* [Stated problem] Reproduce verbatim the lines of the items below, beginning with the line that contains "Where can the pink" and continuing through the final line of the items, both ends included.

* [Data rows]

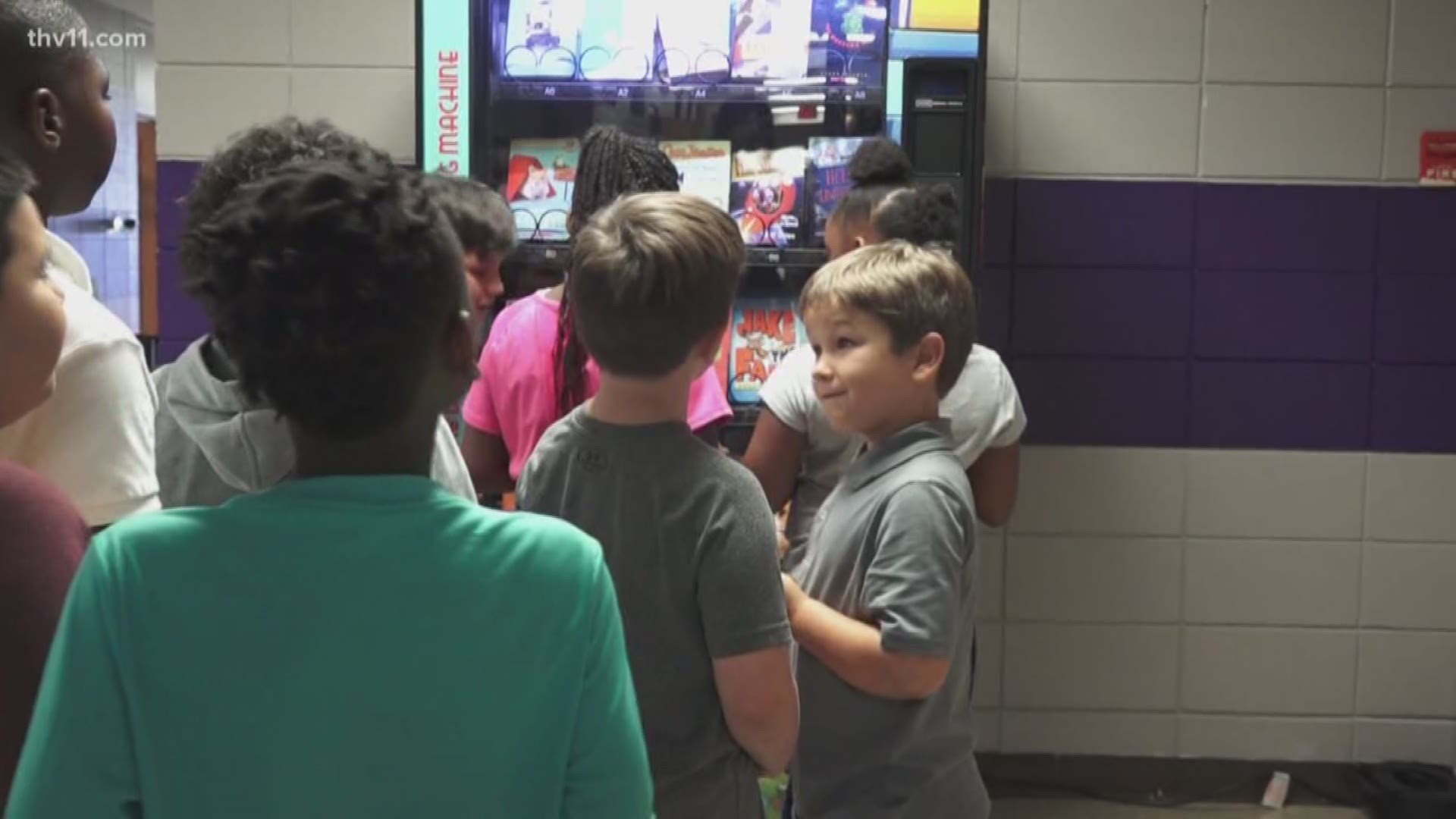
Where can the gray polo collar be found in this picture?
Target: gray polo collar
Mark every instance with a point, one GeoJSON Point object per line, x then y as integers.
{"type": "Point", "coordinates": [910, 442]}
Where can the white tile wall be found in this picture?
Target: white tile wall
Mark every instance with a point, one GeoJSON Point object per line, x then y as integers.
{"type": "Point", "coordinates": [1273, 582]}
{"type": "Point", "coordinates": [1270, 670]}
{"type": "Point", "coordinates": [199, 107]}
{"type": "Point", "coordinates": [366, 102]}
{"type": "Point", "coordinates": [220, 33]}
{"type": "Point", "coordinates": [1408, 112]}
{"type": "Point", "coordinates": [1402, 741]}
{"type": "Point", "coordinates": [1107, 129]}
{"type": "Point", "coordinates": [1407, 675]}
{"type": "Point", "coordinates": [1092, 579]}
{"type": "Point", "coordinates": [1411, 497]}
{"type": "Point", "coordinates": [1090, 732]}
{"type": "Point", "coordinates": [1101, 491]}
{"type": "Point", "coordinates": [1264, 738]}
{"type": "Point", "coordinates": [1276, 494]}
{"type": "Point", "coordinates": [1091, 667]}
{"type": "Point", "coordinates": [354, 33]}
{"type": "Point", "coordinates": [989, 653]}
{"type": "Point", "coordinates": [1001, 127]}
{"type": "Point", "coordinates": [993, 570]}
{"type": "Point", "coordinates": [1293, 133]}
{"type": "Point", "coordinates": [1298, 41]}
{"type": "Point", "coordinates": [1002, 55]}
{"type": "Point", "coordinates": [1423, 52]}
{"type": "Point", "coordinates": [1410, 586]}
{"type": "Point", "coordinates": [1111, 39]}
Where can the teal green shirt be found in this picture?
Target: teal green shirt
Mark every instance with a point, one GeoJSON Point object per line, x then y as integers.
{"type": "Point", "coordinates": [338, 648]}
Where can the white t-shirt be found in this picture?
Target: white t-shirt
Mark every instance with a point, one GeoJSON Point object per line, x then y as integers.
{"type": "Point", "coordinates": [95, 436]}
{"type": "Point", "coordinates": [983, 409]}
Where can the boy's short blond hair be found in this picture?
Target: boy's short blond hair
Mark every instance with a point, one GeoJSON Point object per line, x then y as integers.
{"type": "Point", "coordinates": [654, 276]}
{"type": "Point", "coordinates": [912, 290]}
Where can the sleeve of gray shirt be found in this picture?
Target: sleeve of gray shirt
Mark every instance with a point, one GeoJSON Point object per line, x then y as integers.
{"type": "Point", "coordinates": [913, 586]}
{"type": "Point", "coordinates": [740, 592]}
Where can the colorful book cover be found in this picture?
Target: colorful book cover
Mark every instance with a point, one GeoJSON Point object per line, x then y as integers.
{"type": "Point", "coordinates": [538, 187]}
{"type": "Point", "coordinates": [542, 38]}
{"type": "Point", "coordinates": [704, 168]}
{"type": "Point", "coordinates": [764, 331]}
{"type": "Point", "coordinates": [848, 41]}
{"type": "Point", "coordinates": [696, 38]}
{"type": "Point", "coordinates": [829, 174]}
{"type": "Point", "coordinates": [724, 356]}
{"type": "Point", "coordinates": [767, 190]}
{"type": "Point", "coordinates": [770, 39]}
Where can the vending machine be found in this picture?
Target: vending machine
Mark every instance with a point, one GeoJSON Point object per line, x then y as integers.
{"type": "Point", "coordinates": [759, 102]}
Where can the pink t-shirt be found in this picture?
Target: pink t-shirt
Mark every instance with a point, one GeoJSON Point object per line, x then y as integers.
{"type": "Point", "coordinates": [516, 394]}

* [Solved exercise]
Where can the pink t-shirt be found in this picture?
Target: pink t-shirt
Mark every instance with a point, one GeoJSON Point object per line, x then y as integers.
{"type": "Point", "coordinates": [516, 394]}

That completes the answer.